Supplied passage:
****************

Explaining chain-shift tone sandhi in Min Nan Chinese

In my previous post on the Teochew dialect, I noted that Teochew has a complex system of tone sandhi. The last syllable of a word keeps its citation (base) form, while all preceding syllables undergo sandhi. For example:

gu5 (cow) -> gu1 nek5 (cow-meat = beef)

seng52 (play) -> seng35 iu3 hi1 (play a game)

The sandhi system is quite regular — for instance, if a word’s base tone is 52 (falling tone), then its sandhi tone will be 35 (rising tone), across many words:

toin52 (see) -> toin35 dze3 (see-book = read)

mang52 (mosquito) -> mang35 iu5 (mosquito-oil)

We can represent this relationship as an edge in a directed graph 52 -> 35. Similarly, words with base tone 5 have sandhi tone 1, so we have an edge 5 -> 1. In Teochew, the sandhi graph of the six non-checked tones looks like this:


Above: Teochew tone sandhi, Jieyang dialect, adapted from Xu (2007). For simplicity, we ignore checked tones (ending in -p, -t, -k), which have different sandhi patterns.

****************

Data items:
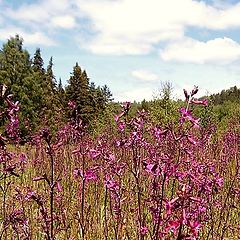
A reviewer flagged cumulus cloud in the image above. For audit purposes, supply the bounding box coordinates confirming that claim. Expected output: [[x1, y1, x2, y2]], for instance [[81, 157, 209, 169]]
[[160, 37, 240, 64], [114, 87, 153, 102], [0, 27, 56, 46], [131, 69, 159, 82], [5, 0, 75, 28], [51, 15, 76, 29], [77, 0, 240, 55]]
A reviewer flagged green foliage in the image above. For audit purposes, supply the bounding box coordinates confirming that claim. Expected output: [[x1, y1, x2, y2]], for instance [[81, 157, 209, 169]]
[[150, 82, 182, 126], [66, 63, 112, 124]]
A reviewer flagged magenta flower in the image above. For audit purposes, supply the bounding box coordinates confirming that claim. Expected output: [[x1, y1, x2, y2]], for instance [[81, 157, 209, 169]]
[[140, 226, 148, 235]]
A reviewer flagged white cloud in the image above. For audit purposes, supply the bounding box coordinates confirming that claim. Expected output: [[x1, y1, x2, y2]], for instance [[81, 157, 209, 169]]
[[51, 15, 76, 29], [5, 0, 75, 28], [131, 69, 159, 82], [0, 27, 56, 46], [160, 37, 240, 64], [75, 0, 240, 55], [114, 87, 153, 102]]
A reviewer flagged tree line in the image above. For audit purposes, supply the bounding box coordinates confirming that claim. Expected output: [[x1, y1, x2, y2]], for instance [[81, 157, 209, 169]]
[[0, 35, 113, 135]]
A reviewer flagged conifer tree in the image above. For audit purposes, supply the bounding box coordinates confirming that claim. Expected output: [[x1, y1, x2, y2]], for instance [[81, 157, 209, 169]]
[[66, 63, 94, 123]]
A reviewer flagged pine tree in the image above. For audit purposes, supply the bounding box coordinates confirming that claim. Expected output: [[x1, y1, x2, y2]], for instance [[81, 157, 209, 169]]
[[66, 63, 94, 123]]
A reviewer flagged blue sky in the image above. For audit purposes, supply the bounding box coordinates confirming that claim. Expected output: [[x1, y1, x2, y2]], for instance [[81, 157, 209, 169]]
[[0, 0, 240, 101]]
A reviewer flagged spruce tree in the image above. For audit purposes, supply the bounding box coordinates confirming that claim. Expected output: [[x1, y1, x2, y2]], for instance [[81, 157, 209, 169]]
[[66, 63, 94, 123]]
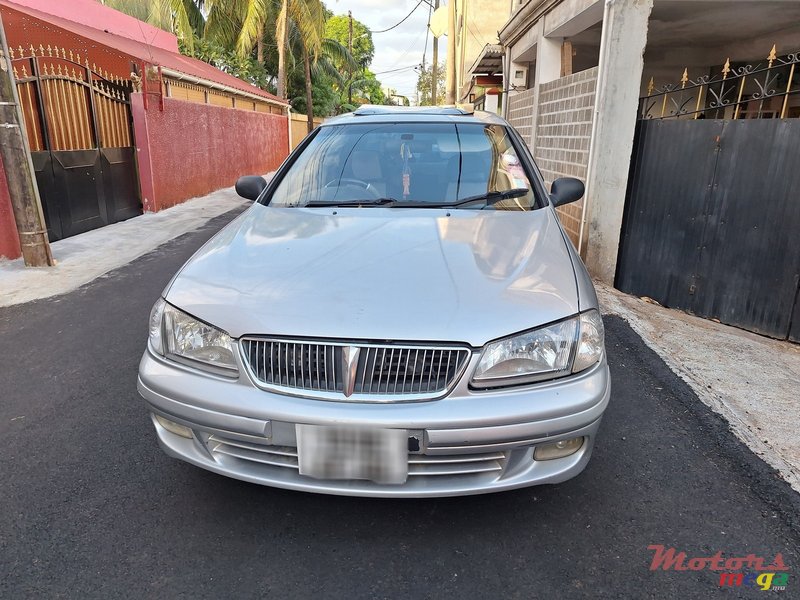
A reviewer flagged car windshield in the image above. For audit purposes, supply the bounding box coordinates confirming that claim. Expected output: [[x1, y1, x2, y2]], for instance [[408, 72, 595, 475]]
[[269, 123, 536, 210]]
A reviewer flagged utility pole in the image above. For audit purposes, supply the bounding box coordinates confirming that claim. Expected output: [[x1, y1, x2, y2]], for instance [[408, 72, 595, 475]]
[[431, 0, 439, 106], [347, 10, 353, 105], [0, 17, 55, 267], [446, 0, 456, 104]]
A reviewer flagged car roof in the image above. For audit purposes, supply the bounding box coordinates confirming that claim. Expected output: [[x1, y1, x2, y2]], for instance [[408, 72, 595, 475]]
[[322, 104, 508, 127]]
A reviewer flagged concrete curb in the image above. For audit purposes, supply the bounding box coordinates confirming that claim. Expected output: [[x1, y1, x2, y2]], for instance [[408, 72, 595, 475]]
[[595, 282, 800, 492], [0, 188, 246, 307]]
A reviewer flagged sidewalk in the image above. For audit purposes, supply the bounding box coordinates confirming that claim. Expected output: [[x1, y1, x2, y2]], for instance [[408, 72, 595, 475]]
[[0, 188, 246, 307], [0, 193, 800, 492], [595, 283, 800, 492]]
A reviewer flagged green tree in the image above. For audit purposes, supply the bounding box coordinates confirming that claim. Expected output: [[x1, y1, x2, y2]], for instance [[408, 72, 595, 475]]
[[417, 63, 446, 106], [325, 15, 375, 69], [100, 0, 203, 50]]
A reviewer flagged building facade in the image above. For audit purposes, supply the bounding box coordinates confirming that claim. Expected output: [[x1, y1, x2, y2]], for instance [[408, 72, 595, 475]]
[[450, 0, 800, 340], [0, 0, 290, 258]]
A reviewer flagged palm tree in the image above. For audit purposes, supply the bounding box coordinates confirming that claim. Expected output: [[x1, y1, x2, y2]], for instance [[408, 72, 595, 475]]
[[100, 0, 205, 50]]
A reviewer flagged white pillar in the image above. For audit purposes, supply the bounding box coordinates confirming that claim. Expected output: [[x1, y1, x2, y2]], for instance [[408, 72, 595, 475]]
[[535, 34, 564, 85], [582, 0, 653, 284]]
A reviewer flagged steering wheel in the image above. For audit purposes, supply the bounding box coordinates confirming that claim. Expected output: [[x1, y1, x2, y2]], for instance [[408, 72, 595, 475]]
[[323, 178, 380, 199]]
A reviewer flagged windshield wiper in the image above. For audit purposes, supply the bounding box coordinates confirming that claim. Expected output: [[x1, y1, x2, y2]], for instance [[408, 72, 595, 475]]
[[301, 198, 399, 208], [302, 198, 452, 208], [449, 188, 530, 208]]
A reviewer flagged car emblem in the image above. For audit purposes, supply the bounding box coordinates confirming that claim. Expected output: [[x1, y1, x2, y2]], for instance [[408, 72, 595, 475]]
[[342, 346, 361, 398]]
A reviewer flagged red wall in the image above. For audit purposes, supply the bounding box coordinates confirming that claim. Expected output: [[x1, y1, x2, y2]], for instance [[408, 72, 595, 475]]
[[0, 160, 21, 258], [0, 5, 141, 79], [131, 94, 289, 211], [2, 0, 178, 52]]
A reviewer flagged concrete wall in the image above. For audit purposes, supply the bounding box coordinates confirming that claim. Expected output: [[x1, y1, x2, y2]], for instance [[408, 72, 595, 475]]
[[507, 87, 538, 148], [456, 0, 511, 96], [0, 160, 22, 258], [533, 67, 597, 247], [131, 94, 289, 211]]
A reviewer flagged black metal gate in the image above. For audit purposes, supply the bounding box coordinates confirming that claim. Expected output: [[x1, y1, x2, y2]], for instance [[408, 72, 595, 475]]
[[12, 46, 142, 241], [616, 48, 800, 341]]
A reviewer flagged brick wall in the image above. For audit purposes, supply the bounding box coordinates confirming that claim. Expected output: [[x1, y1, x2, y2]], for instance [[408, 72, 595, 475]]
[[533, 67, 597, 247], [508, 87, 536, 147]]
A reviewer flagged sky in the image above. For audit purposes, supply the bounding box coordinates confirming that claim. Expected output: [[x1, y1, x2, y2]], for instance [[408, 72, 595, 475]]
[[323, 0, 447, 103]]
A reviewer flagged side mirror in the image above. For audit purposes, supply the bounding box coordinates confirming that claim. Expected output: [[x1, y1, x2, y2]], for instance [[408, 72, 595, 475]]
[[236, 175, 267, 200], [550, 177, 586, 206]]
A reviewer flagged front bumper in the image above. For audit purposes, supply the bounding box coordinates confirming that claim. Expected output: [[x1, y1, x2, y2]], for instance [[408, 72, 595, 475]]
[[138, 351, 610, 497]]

****************

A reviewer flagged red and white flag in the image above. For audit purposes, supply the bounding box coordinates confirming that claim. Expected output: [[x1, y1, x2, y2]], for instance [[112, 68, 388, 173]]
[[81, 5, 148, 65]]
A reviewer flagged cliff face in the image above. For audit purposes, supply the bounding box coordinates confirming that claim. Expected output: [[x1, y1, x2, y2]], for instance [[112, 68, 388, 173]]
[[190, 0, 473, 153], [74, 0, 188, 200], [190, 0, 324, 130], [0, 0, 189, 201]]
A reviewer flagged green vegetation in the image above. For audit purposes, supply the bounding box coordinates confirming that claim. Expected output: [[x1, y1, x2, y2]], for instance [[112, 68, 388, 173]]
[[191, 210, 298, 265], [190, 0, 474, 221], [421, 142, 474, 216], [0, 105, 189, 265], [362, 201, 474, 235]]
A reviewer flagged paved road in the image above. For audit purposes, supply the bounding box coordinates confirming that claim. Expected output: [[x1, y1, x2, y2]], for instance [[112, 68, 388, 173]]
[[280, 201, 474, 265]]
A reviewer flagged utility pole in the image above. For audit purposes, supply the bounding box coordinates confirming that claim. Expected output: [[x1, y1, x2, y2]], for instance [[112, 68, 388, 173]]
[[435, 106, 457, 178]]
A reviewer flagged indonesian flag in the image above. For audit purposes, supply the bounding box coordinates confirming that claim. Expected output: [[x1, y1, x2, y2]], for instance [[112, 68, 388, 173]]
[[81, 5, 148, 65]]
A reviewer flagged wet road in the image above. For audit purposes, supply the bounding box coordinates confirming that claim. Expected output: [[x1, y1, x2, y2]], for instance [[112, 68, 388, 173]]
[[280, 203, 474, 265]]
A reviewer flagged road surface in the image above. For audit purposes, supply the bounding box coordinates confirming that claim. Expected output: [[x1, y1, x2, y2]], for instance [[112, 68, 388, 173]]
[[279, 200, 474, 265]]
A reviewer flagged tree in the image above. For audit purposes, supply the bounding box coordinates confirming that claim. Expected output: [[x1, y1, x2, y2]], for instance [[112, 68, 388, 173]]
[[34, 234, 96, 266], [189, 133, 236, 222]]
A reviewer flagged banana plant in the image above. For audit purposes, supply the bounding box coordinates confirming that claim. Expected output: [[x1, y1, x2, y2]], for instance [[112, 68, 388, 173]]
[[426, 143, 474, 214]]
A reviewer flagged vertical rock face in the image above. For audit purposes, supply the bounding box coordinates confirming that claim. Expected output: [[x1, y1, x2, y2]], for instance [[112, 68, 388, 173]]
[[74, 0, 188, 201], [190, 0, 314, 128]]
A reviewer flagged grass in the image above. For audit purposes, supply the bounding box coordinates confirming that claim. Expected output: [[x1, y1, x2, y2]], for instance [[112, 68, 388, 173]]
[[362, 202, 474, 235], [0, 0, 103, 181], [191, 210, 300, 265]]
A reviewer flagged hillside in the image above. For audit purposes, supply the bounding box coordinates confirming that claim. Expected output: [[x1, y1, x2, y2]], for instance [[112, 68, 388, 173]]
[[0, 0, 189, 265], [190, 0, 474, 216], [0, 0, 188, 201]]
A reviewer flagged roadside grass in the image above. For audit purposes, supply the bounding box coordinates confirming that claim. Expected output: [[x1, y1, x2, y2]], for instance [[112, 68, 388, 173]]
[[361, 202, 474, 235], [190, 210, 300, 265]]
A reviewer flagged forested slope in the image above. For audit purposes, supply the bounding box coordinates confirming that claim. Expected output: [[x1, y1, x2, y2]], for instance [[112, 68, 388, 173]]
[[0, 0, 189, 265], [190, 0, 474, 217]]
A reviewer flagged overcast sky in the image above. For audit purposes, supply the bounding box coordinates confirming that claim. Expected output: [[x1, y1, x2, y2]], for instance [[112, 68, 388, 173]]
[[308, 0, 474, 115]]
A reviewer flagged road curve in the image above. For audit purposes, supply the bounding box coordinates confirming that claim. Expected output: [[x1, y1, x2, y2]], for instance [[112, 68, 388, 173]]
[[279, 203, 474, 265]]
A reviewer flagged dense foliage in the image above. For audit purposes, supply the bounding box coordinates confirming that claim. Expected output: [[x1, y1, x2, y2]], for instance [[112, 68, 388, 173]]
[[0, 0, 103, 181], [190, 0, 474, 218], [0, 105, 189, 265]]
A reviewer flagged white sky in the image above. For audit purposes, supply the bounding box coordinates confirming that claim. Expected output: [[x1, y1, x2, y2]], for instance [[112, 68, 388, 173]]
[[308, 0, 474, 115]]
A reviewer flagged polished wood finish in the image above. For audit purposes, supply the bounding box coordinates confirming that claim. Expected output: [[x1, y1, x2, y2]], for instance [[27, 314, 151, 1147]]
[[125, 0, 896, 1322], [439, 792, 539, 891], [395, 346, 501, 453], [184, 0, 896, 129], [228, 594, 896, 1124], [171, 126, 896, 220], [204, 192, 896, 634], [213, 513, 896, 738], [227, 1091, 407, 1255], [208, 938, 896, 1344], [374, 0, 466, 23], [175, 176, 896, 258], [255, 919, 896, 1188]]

****************

To do: Write the next part of the tone sandhi article, picking up after its final sentence. These rows come from a source unrelated to the tone sandhi article.

Final result:
This type of pattern is not unique to Teochew, but exists in many dialects of Min Nan. Other dialects have different tones but a similar system. It’s called right-dominant chain-shift, because the rightmost syllable of a word keeps its base tone. It’s also called a “tone circle” when the graph has a cycle. Most notably, the sandhi pattern where A -> B, and B -> C, yet A !-> C is quite rare cross-linguistically, and does not occur in any Chinese dialect other than in the Min family.

Is there any explanation for this unusual tone sandhi system? In this blog post, I give an overview of some attempts at an explanation from theoretical phonology and historical linguistics.

Xiamen tone circle and Optimality Theory

The Xiamen / Amoy dialect is perhaps the most studied variety of Min Nan. Its sandhi system looks like this:


Barrie (2006) and Thomas (2008) attempt to explain this system with Optimality Theory (OT). In modern theoretical phonology, OT is a framework that describes how the underlying phonemes are mapped to the output phonemes, not using rules, but rather with a set of constraints. The constraints dictate what kinds of patterns that are considered “bad” in the language, but some violations are worse than others, so the constraints are ranked in a hierarchy. Then, the output is the solution that is “least bad” according to the ranking.

To explain the Xiamen tone circle sandhi, Thomas begins by introducing the following OT constraints:

  • *RISE: incur a penalty for every sandhi tone that has a rising contour.
  • *MERGE: incur a penalty when two citation tones are mapped to the same sandhi tone.
  • DIFFER: incur penalty when a base tone is mapped to itself as a sandhi tone.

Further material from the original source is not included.